- Information given -
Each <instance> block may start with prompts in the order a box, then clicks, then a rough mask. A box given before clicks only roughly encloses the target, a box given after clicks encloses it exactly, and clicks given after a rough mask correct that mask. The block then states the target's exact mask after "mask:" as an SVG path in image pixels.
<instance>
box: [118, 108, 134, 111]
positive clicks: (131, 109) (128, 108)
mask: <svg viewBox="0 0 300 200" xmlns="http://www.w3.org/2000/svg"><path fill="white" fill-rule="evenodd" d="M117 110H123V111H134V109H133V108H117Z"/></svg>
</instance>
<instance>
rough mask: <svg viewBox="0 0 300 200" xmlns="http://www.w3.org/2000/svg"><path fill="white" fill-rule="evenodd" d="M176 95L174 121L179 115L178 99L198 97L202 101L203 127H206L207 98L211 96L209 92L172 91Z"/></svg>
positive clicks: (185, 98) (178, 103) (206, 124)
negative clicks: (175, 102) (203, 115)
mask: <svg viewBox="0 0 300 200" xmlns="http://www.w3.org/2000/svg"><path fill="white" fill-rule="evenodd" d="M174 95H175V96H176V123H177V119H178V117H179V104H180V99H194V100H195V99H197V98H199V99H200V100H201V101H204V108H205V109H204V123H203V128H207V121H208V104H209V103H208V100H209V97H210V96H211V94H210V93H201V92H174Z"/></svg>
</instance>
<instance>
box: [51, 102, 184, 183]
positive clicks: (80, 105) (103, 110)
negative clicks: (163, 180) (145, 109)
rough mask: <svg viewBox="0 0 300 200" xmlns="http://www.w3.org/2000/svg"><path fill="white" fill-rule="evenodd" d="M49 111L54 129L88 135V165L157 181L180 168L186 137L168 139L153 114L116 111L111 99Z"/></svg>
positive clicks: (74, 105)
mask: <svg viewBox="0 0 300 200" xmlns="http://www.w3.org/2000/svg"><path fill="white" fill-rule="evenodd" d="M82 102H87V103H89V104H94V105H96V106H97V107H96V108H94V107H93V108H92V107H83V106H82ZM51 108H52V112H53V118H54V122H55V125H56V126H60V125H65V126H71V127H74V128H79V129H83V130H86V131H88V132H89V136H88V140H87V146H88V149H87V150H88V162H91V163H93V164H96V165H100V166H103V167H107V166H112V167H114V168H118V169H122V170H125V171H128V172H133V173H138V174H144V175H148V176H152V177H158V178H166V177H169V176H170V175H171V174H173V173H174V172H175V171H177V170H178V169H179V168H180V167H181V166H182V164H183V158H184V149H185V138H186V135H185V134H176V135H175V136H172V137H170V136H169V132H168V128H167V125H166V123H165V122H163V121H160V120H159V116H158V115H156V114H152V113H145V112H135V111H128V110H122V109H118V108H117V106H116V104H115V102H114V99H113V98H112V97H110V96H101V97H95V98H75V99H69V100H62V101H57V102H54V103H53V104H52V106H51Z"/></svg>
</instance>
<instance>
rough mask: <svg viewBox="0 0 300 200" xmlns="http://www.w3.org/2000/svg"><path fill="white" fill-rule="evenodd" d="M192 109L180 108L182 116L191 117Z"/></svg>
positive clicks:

- Your assignment -
Starting at the line above that contains "negative clicks: (175, 102) (203, 115)", repeat each line exactly up to and including the line that contains "111L54 129L88 135V165L157", and stop there.

- Exercise result -
negative clicks: (175, 102) (203, 115)
mask: <svg viewBox="0 0 300 200" xmlns="http://www.w3.org/2000/svg"><path fill="white" fill-rule="evenodd" d="M174 95H175V96H176V123H177V119H178V117H179V104H180V99H194V100H195V99H197V98H199V99H200V100H201V101H204V108H205V109H204V123H203V128H207V121H208V104H209V103H208V100H209V97H210V96H211V94H210V93H201V92H174Z"/></svg>
</instance>
<instance>
box: [51, 102, 184, 183]
positive clicks: (80, 105) (103, 110)
negative clicks: (163, 180) (145, 109)
rough mask: <svg viewBox="0 0 300 200" xmlns="http://www.w3.org/2000/svg"><path fill="white" fill-rule="evenodd" d="M49 111L54 129L88 135V165L157 181L180 168L186 137L168 139L153 114L116 111L111 99Z"/></svg>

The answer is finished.